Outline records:
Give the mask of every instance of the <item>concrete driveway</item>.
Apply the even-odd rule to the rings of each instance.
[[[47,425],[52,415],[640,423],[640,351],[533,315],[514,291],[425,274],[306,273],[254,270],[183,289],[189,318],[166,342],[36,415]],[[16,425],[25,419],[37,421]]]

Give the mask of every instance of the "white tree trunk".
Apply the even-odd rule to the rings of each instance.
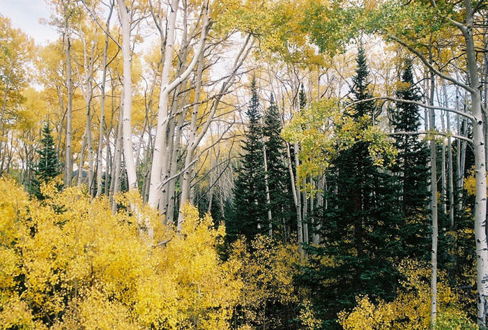
[[[66,110],[66,166],[65,186],[70,186],[73,180],[73,153],[71,151],[71,132],[73,119],[73,77],[71,75],[71,41],[69,35],[66,35],[66,79],[68,84],[68,100]]]
[[[122,57],[123,59],[123,78],[122,80],[123,89],[123,104],[122,112],[123,119],[122,123],[122,135],[123,136],[123,158],[129,190],[137,188],[137,177],[136,176],[135,163],[132,151],[132,133],[131,127],[132,104],[132,82],[130,73],[130,23],[129,22],[128,8],[125,6],[124,0],[117,0],[119,12],[122,23]]]

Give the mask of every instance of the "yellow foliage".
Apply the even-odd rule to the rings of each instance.
[[[43,189],[40,204],[0,180],[0,329],[229,329],[240,264],[219,257],[210,216],[187,206],[181,232],[148,241],[105,198]]]
[[[367,297],[356,298],[353,310],[339,313],[340,323],[344,330],[423,330],[430,324],[429,269],[419,262],[404,260],[399,271],[402,281],[397,296],[392,302],[372,302]],[[475,329],[462,311],[460,298],[443,280],[438,281],[437,328],[443,329]]]

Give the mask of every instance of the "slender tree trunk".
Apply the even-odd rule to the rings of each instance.
[[[86,132],[85,131],[82,138],[82,149],[79,150],[79,159],[78,160],[78,180],[77,185],[80,185],[83,181],[83,168],[84,167],[85,147],[86,147]]]
[[[268,227],[270,237],[273,237],[273,219],[271,218],[271,198],[269,195],[269,185],[268,183],[268,157],[266,156],[266,146],[263,144],[263,158],[264,160],[264,184],[266,190],[266,207],[268,207]]]
[[[434,105],[434,93],[435,90],[434,73],[430,77],[430,98],[429,104]],[[429,126],[431,130],[435,129],[434,110],[429,110]],[[437,317],[437,169],[436,164],[436,140],[430,140],[430,192],[431,192],[431,220],[432,222],[432,245],[431,250],[432,275],[430,281],[430,326],[436,328]]]
[[[295,151],[296,152],[296,150]],[[288,160],[288,171],[290,174],[290,181],[291,183],[291,193],[293,197],[293,202],[295,202],[295,209],[296,210],[296,223],[297,223],[297,235],[298,238],[298,245],[299,248],[301,250],[301,245],[303,243],[303,231],[302,230],[302,210],[301,210],[301,203],[300,202],[300,191],[297,191],[296,188],[296,180],[295,179],[295,174],[293,172],[293,165],[291,155],[290,153],[290,144],[287,142],[287,158]]]
[[[481,327],[487,324],[487,297],[488,297],[488,245],[487,244],[487,169],[485,166],[484,122],[482,111],[480,80],[473,37],[473,10],[471,0],[466,0],[466,24],[462,31],[466,40],[466,64],[469,74],[469,91],[471,96],[473,140],[475,153],[475,240],[476,242],[476,269],[478,288],[478,322]]]
[[[123,91],[122,92],[123,93]],[[121,100],[123,96],[121,96]],[[123,143],[123,134],[122,133],[122,121],[123,113],[122,109],[119,113],[117,121],[117,133],[115,137],[115,151],[114,153],[114,165],[112,170],[112,179],[110,183],[110,202],[112,202],[112,211],[115,213],[116,211],[116,202],[115,195],[119,192],[121,186],[121,173],[122,166],[122,144]]]
[[[110,17],[114,10],[114,3],[111,3],[108,17],[105,24],[107,31],[110,31]],[[100,196],[102,193],[102,171],[103,158],[103,130],[105,122],[105,82],[107,81],[107,52],[109,47],[109,36],[105,36],[105,46],[103,49],[103,61],[102,66],[102,86],[101,86],[101,100],[100,103],[100,127],[98,129],[98,152],[97,153],[97,192],[96,195]],[[108,140],[107,140],[108,149]],[[107,180],[109,159],[105,160],[105,180]],[[106,191],[106,190],[105,190]]]
[[[441,123],[442,123],[442,131],[445,132],[445,126],[444,125],[444,116],[441,116]],[[447,200],[446,193],[446,175],[445,175],[445,143],[442,142],[442,155],[441,157],[441,203],[442,205],[443,214],[447,214],[447,206],[445,201]]]
[[[296,159],[296,161],[298,160],[298,158]],[[298,166],[298,163],[297,163]],[[296,167],[298,168],[298,167]],[[308,243],[308,216],[307,216],[307,212],[308,212],[308,199],[307,198],[307,178],[303,178],[303,208],[302,210],[302,213],[303,216],[302,216],[302,219],[303,219],[303,242],[304,243]]]
[[[66,34],[66,77],[68,84],[68,100],[66,110],[66,151],[65,167],[65,186],[71,186],[73,176],[73,153],[71,151],[72,119],[73,119],[73,77],[71,75],[71,41],[69,34]]]
[[[127,171],[128,188],[131,190],[137,189],[137,177],[134,161],[132,133],[130,123],[132,104],[132,81],[130,72],[132,61],[130,55],[130,23],[129,22],[128,8],[125,6],[124,0],[117,0],[117,2],[122,23],[122,57],[123,59],[123,77],[122,80],[123,88],[123,104],[122,107],[123,113],[122,123],[123,150],[124,164]]]

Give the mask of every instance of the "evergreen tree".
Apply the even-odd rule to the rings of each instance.
[[[353,101],[372,97],[368,68],[363,48],[353,78]],[[373,101],[360,102],[345,115],[363,124],[376,123],[380,110]],[[402,250],[398,239],[399,207],[395,181],[386,169],[374,164],[369,142],[357,139],[333,161],[335,169],[328,183],[329,205],[324,211],[320,247],[310,247],[320,256],[306,268],[303,280],[313,288],[315,300],[333,328],[337,313],[352,308],[358,294],[388,299],[395,293],[397,271],[393,264]],[[333,258],[328,264],[323,257]],[[314,260],[314,258],[312,258]],[[337,324],[336,324],[337,325]]]
[[[31,181],[29,190],[31,195],[42,200],[43,196],[40,192],[41,183],[47,183],[59,175],[61,168],[49,122],[46,123],[43,128],[40,149],[36,151],[39,155],[39,163],[33,169],[34,178]]]
[[[402,87],[396,92],[397,98],[420,100],[413,83],[410,62],[402,74]],[[418,105],[399,102],[392,114],[392,123],[396,132],[417,132],[420,126]],[[401,196],[402,225],[402,241],[405,256],[429,257],[429,149],[418,136],[409,134],[395,135],[398,150],[396,164],[392,168],[399,181]]]
[[[251,83],[251,100],[246,112],[249,119],[243,154],[234,188],[234,215],[226,228],[229,240],[244,235],[250,241],[268,230],[266,214],[263,130],[256,80]]]
[[[290,223],[293,214],[291,209],[293,200],[289,187],[290,174],[284,163],[286,151],[280,135],[282,124],[280,112],[273,94],[263,121],[268,165],[268,186],[270,196],[268,208],[271,210],[273,234],[285,238],[287,228],[283,227],[283,224]],[[277,229],[279,230],[277,231]]]

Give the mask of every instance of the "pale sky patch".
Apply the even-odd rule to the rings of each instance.
[[[36,44],[46,45],[58,38],[52,27],[39,22],[40,19],[48,20],[51,15],[44,0],[0,0],[0,13],[9,17],[13,27],[22,29]]]

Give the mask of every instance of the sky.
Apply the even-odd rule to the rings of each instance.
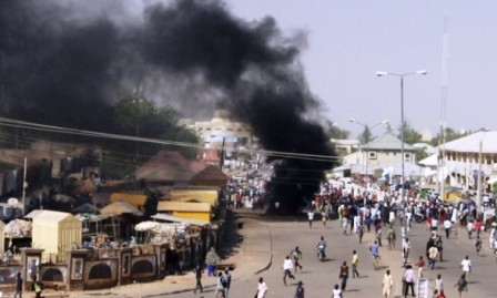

(OBJECTIVE): Tally the lines in the entries above that contain the string "mask". Give only the number.

(TASK RESPONSE): 7